▶ _YOUR GOAL_: Convert the lines of the data below, from the line containing "SCAN blue sky -> rect" through the final line, into a JSON list of strings with one string per line and blank lines omitted.

BEGIN SUPPLIED RECORDS

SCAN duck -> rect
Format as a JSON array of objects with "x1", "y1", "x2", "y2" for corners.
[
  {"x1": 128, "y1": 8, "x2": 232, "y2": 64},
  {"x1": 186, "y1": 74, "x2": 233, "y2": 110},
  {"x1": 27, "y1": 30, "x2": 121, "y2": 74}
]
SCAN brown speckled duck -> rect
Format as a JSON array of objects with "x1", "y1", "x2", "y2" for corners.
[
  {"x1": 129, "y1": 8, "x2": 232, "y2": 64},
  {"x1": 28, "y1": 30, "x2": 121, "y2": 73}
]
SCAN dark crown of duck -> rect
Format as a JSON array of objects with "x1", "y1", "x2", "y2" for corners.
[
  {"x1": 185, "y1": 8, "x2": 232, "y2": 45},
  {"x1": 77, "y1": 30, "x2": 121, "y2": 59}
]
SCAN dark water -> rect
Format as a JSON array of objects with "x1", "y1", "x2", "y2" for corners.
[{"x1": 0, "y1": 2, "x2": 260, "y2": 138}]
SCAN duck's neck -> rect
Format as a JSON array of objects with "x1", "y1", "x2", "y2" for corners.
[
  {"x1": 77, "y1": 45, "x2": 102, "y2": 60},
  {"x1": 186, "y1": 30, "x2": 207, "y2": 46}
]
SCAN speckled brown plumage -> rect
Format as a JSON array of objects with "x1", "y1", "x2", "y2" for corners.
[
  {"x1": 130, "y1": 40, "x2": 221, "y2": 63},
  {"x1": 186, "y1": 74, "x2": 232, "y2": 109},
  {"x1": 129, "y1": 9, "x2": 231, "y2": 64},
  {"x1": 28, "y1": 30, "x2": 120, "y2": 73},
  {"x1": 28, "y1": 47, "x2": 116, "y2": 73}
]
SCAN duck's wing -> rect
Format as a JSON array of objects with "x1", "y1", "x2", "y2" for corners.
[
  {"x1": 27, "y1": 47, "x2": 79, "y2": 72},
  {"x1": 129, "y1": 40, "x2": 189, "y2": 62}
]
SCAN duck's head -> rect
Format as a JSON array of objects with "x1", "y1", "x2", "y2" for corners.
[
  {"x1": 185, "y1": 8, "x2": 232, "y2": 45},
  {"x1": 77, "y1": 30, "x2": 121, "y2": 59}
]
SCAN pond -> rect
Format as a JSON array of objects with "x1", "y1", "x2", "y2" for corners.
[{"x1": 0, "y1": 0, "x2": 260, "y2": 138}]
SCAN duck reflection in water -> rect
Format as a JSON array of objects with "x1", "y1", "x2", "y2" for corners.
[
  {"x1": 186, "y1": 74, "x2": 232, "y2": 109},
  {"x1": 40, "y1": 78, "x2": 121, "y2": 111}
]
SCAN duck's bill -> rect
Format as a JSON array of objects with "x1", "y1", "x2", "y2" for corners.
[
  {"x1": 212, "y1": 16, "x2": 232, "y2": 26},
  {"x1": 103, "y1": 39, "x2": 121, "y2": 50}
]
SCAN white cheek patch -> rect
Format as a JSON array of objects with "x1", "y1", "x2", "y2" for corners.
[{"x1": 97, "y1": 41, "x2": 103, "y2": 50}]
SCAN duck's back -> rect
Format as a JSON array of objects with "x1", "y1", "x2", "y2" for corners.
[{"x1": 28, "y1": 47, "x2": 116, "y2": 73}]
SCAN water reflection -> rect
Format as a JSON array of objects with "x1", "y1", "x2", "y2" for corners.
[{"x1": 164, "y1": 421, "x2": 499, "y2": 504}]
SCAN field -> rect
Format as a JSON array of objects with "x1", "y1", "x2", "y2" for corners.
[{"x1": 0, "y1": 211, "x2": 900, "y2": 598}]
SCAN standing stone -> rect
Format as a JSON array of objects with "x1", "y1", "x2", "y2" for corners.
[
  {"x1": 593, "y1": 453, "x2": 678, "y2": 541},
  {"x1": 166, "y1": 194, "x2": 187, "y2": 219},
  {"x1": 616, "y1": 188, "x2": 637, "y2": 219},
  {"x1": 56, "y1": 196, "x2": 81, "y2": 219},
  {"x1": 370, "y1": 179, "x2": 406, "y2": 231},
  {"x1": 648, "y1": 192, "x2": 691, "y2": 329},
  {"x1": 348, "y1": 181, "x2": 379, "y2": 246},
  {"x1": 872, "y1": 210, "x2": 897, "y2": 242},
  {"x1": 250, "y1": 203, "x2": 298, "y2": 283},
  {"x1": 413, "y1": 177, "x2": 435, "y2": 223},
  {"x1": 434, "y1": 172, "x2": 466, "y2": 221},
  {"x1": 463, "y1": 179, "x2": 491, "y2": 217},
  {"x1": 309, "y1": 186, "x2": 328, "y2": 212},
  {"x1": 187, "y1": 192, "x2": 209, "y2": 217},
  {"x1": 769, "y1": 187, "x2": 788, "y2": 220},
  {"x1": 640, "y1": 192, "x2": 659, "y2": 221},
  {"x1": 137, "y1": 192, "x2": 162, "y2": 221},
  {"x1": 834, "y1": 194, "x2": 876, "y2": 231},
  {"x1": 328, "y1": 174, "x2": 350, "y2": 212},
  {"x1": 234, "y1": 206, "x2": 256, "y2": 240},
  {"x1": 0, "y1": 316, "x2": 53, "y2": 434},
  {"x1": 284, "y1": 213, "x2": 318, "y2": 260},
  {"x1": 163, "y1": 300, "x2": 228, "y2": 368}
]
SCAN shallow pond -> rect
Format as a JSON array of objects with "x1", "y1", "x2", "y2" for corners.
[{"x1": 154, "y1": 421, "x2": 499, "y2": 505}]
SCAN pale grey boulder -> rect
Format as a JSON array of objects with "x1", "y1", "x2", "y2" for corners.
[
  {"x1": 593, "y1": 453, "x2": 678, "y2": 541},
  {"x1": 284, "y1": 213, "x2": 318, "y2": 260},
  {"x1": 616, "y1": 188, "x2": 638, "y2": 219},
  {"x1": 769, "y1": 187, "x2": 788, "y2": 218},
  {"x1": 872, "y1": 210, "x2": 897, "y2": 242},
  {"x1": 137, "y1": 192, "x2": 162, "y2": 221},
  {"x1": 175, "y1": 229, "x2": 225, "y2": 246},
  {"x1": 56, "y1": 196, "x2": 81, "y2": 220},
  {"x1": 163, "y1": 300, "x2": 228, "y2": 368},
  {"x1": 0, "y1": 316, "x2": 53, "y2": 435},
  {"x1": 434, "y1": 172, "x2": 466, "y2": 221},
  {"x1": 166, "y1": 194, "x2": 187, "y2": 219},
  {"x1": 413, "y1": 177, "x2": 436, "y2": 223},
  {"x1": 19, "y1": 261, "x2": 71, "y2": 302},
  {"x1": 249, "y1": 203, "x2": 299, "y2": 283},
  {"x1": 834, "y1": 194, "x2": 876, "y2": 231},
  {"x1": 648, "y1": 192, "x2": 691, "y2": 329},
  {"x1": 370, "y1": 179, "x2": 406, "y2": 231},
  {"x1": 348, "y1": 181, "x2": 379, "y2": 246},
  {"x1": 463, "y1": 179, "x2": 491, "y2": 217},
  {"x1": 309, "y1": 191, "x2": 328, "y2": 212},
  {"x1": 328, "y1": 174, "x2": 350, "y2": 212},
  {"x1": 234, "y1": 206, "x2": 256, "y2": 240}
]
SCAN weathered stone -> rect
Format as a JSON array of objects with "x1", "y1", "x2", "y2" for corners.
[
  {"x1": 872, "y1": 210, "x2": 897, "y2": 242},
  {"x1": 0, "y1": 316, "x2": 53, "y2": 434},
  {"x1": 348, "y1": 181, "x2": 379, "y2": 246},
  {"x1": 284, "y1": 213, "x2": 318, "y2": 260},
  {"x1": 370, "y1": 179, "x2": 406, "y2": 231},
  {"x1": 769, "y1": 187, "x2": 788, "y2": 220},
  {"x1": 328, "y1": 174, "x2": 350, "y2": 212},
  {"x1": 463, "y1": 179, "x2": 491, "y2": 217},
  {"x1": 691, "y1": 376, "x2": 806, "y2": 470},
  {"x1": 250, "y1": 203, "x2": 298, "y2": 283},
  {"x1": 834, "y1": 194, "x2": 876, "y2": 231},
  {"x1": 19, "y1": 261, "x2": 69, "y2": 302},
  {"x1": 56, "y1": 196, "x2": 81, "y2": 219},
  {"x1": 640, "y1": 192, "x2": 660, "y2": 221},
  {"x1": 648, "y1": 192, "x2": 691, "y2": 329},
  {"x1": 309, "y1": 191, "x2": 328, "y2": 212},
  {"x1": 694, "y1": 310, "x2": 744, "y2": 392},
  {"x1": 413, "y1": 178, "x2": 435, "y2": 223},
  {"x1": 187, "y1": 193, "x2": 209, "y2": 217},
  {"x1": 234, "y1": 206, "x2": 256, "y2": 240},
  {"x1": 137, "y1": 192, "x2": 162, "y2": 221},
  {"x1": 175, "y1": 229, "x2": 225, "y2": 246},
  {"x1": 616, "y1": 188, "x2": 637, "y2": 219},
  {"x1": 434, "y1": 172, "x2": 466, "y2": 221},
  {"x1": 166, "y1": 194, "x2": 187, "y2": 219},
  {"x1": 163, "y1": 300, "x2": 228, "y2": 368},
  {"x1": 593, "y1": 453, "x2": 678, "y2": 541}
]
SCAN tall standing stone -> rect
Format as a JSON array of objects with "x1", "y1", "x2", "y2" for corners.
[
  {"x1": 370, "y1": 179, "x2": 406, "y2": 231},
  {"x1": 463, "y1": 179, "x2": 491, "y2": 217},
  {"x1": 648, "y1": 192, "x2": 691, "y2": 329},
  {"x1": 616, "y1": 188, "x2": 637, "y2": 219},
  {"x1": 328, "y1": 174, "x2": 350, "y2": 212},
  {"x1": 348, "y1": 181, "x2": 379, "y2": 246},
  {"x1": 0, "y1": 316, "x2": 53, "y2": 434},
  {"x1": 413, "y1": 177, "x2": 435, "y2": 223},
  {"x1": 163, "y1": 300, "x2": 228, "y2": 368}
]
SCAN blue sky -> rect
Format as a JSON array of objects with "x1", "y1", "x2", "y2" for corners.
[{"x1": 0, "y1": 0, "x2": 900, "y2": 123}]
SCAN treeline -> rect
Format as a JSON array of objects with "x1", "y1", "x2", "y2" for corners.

END SUPPLIED RECORDS

▶ _EXERCISE SOLUTION_:
[
  "SCAN blue sky -> rect",
  "Format as a JSON array of objects with \"x1\", \"y1\", \"x2\", \"y2\" for corners.",
  "[{\"x1\": 0, \"y1\": 0, \"x2\": 900, \"y2\": 123}]",
  "SCAN treeline -> rect",
  "Format as a JSON array of objects with \"x1\", \"y1\", \"x2\", \"y2\" for corners."
]